PROVIDED TEXT:
————
Friday, November 19, 2010

Yeah, Krugman, People Oppose QE2 Because They Want to See People Out of Work

One of the reasons that I continue to write on this blog has been Paul Krugman's constant contention that anyone who believes he is wrong does not really believe Krugman is wrong. The only reasons for opposing Krugman's statements, according to Krugman, is that a person is Really Stupid or, more likely, just plain evil.

Furthermore, I have watched him constantly rewrite the history of financial deregulation in which he has claimed that all of the deregulation occurred under Ronald Reagan when, in fact, most of the original work was done before Reagan took office, and under the direction of Democrats. I also have noted that deregulatory efforts of Congressional Democrats took place because the system at the time, dominated by internal markets, was too stratified and too inefficient to deal with the kind of investment that would be needed as high technology was rapidly advancing.

So, in reading Krugman's column today, I admit I am not surprised when he claims that the only reason that Republicans, China, and Germany are raising serious issues about the so-called QE2 is that they want to see other people suffer. (Yes, he does have a qualifying phrase, but I never have read anything by Krugman that has claimed that anyone who disagreed with him came by it honestly. At best, anyone who carries a contrary view does so out of absolute stupidity at best and venality at worst.)

He writes:
So what’s really motivating the G.O.P. attack on the Fed? Mr. Bernanke and his colleagues were clearly caught by surprise, but the budget expert Stan Collender predicted it all. Back in August, he warned Mr. Bernanke that “with Republican policy makers seeing economic hardship as the path to election glory,” they would be “opposed to any actions taken by the Federal Reserve that would make the economy better.” In short, their real fear is not that Fed actions will be harmful, it is that they might succeed.

Hence the axis of depression. No doubt some of Mr. Bernanke’s critics are motivated by sincere intellectual conviction, but the core reason for the attack on the Fed is self-interest, pure and simple. China and Germany want America to stay uncompetitive; Republicans want the economy to stay weak as long as there’s a Democrat in the White House.
Now, I would say there is a good bit of hypocrisy, and I certainly am not going to shill for Republicans, given that they helped produce the Housing Bubble, although the Democrats that ran Congress from 2007 on certainly played their irresponsible role, too. A plague on both their houses! Moreover, when I read Sarah Palin's letter to the Wall Street Journal, I find it interesting that the same person who shilled for the TARP now has suddenly discovered "sound money." So, she was for monetary irresponsibility before she was against it. And I have no doubt that had John McCain been elected (and, thus, driving me to drink), he would be following pretty much the same course as Obama, except he would have diverted "stimulus" money to his supporters instead of Obama's -- and Palin would have been parroting the policy as McCain's VP.
————
WORK TO DO: Quote the blog post on Krugman and QE2 word for word, from "Yeah, Krugman, People" to "just plain evil.".
————
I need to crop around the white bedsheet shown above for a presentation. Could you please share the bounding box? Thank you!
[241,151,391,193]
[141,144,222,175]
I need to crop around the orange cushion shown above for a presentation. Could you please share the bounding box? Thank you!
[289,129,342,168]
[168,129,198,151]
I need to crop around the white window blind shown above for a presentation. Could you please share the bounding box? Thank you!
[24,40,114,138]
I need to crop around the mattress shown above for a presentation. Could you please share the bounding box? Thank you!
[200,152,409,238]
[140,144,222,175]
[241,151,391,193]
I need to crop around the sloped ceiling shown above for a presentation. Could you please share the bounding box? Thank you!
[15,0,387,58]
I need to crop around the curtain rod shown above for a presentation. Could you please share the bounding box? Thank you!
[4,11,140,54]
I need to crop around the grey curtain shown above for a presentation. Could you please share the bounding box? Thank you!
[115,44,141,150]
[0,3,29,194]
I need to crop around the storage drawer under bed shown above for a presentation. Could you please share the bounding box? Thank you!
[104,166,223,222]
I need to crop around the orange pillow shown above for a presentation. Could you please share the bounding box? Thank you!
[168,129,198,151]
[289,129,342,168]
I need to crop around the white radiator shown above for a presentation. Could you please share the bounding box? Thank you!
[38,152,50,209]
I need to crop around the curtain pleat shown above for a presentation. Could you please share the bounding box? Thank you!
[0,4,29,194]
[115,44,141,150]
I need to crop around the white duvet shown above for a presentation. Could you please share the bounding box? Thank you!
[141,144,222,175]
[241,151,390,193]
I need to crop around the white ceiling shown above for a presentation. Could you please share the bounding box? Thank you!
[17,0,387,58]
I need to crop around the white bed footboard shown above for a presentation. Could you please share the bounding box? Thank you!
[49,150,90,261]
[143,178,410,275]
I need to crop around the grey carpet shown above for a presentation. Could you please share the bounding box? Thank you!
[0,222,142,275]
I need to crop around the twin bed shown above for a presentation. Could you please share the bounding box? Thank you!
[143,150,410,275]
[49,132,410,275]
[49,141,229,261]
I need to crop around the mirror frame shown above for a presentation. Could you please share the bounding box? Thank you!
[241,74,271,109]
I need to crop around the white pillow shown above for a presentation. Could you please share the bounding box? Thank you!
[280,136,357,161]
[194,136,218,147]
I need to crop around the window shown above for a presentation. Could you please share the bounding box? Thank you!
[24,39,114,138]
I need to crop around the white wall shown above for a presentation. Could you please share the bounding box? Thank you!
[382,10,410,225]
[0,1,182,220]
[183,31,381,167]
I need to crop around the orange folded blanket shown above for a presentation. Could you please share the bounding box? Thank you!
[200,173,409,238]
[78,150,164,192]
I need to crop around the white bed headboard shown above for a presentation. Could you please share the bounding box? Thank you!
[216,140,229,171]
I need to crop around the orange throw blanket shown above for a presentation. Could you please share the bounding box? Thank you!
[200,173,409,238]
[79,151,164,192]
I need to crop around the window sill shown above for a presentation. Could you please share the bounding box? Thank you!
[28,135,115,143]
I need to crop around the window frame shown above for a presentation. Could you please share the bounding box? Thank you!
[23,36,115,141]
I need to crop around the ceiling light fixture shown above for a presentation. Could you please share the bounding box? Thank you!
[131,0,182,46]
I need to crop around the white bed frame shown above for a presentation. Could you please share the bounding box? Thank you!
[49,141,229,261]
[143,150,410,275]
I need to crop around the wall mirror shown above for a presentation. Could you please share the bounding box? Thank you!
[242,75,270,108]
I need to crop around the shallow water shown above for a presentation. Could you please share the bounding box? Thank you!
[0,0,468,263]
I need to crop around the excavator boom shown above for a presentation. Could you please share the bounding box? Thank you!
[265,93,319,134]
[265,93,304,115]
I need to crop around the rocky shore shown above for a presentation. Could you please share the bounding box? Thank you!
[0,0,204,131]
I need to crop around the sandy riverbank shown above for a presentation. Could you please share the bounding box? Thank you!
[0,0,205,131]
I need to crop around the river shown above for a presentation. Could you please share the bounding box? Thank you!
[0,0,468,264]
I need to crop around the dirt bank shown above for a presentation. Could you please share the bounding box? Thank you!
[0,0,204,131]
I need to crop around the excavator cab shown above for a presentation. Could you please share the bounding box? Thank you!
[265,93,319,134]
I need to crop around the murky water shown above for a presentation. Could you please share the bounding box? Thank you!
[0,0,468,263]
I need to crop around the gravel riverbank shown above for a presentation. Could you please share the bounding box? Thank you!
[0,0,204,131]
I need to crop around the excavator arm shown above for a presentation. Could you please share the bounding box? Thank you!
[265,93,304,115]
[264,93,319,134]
————
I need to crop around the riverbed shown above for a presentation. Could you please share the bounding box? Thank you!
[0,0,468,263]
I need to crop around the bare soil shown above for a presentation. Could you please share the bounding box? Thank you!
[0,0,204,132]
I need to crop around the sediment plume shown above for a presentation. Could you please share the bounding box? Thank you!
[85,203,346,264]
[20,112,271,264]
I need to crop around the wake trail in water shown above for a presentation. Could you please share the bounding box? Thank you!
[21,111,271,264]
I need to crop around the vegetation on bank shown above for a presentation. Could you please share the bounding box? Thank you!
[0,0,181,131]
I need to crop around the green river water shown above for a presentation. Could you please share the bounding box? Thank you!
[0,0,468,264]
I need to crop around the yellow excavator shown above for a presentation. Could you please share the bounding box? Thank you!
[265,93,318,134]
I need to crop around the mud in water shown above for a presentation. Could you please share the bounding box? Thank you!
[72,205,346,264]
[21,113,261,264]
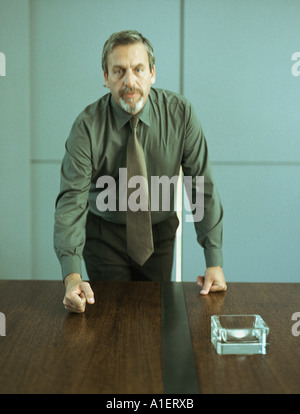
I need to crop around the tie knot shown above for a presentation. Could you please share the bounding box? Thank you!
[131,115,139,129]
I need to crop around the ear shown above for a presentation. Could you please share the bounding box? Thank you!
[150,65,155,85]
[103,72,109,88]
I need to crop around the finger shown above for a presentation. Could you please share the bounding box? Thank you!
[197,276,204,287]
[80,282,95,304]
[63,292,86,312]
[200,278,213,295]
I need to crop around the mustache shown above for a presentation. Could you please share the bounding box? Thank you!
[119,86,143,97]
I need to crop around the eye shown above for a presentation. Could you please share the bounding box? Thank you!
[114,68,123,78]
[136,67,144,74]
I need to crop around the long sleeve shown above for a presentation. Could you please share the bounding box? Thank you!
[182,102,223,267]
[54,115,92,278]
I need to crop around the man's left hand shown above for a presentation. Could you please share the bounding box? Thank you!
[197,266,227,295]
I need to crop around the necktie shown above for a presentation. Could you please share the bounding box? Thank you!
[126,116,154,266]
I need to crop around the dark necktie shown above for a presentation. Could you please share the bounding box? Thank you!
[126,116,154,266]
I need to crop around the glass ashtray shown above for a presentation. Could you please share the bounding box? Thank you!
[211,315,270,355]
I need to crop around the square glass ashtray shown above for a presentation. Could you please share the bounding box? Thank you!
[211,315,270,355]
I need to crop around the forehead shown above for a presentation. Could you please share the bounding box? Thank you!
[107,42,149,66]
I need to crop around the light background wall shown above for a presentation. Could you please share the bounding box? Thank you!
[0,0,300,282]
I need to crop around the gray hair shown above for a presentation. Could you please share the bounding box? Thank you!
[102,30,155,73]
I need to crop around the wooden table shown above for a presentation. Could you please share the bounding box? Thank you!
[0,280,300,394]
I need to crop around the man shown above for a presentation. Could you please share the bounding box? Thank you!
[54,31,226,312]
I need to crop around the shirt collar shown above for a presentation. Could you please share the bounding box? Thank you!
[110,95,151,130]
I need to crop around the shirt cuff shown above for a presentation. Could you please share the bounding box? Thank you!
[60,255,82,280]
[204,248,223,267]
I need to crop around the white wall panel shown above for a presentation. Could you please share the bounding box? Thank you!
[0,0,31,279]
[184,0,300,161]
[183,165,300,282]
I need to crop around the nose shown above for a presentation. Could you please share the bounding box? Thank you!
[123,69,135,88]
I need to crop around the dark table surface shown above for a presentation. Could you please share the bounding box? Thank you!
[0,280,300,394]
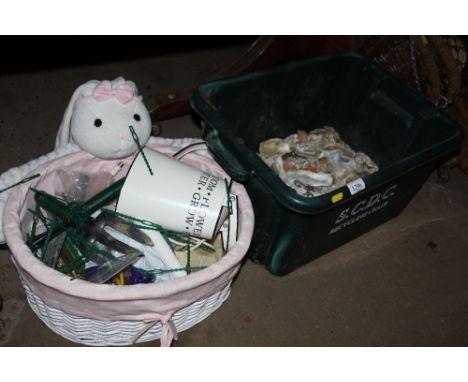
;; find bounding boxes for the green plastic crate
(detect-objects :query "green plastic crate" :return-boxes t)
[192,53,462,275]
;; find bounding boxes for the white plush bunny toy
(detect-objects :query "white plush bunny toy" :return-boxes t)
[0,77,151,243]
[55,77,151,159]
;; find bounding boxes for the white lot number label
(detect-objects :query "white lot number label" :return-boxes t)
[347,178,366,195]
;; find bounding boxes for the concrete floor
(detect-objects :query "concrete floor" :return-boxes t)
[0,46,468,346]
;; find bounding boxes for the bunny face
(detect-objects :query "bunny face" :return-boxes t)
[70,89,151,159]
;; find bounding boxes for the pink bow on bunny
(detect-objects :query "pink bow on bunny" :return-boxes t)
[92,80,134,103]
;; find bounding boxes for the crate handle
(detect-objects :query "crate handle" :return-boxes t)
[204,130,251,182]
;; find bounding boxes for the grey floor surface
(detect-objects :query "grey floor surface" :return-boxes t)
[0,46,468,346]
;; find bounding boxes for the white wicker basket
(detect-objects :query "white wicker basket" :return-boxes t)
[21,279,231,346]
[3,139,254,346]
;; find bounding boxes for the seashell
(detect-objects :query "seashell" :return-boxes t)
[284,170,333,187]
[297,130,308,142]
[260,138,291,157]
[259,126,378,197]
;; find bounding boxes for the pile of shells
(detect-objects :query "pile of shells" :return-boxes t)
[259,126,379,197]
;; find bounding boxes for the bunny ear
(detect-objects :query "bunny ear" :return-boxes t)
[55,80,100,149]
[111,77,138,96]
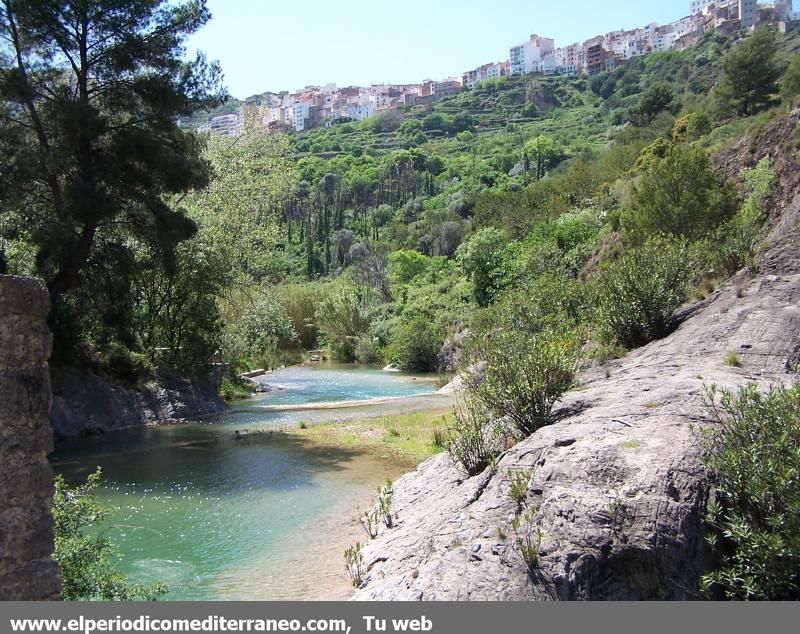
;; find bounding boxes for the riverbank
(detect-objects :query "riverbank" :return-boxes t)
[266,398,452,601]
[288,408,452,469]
————
ANSWER FOR THIS EXERCISE:
Yeah, Krugman, People Oppose QE2 Because They Want to See People Out of Work

One of the reasons that I continue to write on this blog has been Paul Krugman's constant contention that anyone who believes he is wrong does not really believe Krugman is wrong. The only reasons for opposing Krugman's statements, according to Krugman, is that a person is Really Stupid or, more likely, just plain evil.